There is probably a website somewhere where scientists swap this sort of information, but I never get invited to those sorts of parties.
{whispers} Web 2.0. I have a market report for you…
to have lost their killer instinct after a few weeks of relaxation
A few weeks?
Some people don’t know when they’re well off.
Two words: statutory rights. As in, they’re in my contract so I’m using as many as humanly possible. It makes me irate when people feel guilty about taking well-deserved annual leave.
What happened to your poetry?
Jenny Rohn saves us singlehandedly from the credit crunch!
Hurrah!
You will be buying your reagents from high street retailers, won’t you? 🙂
Abcam! I have been accused of only wanting their antibodies because they gave me cool sheep-swag at a lab supplies demo thing (sheep-shaped post-it notes!), but then I showed people my blots and confocal images (and post-it notes) and they were convinced. They’re also helpful, which is nice.
I never did send in my blots and reviews, though, because we couldn’t collect the points (we got our reagents through several layers of bureaucracy and the hospital would get my hard-earned points.)

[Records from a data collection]

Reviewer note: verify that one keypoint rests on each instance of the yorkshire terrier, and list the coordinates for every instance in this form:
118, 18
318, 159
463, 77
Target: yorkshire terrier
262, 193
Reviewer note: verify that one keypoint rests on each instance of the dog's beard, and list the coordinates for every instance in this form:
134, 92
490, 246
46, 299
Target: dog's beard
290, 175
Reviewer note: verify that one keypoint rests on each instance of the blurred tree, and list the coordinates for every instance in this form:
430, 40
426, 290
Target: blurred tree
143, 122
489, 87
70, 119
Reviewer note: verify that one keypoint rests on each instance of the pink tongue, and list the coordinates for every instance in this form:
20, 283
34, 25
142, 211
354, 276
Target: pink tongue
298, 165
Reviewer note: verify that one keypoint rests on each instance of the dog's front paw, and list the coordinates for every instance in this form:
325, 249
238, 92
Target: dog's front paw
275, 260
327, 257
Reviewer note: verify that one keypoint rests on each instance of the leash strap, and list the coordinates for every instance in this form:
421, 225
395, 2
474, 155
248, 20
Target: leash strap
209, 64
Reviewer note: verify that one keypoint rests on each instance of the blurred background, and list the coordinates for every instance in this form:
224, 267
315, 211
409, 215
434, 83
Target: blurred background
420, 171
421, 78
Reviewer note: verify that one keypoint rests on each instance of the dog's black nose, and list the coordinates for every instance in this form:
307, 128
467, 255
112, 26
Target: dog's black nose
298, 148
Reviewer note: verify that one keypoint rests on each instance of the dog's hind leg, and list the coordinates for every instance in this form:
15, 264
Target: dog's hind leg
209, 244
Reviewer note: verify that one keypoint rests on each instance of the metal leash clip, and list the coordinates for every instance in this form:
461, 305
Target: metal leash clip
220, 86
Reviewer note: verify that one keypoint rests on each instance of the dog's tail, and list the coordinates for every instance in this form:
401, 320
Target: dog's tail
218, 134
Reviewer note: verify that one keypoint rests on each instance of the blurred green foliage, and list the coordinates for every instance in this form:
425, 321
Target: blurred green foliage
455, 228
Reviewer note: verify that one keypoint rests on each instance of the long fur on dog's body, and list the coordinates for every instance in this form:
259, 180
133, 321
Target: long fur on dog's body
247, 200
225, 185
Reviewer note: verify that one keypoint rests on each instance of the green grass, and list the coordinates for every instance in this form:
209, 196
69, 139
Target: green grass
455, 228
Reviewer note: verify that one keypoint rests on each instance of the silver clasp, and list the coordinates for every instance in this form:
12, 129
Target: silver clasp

Requirement – Please repeat everything in the comment thread above from "There is probably" down to "the credit crunch!", word for word.

Task output –
There is probably a website somewhere where scientists swap this sort of information, but I never get invited to those sorts of parties.
{whispers} Web 2.0. I have a market report for you…
to have lost their killer instinct after a few weeks of relaxation
A few weeks?
Some people don’t know when they’re well off.
Two words: statutory rights. As in, they’re in my contract so I’m using as many as humanly possible. It makes me irate when people feel guilty about taking well-deserved annual leave.
What happened to your poetry?
Jenny Rohn saves us singlehandedly from the credit crunch!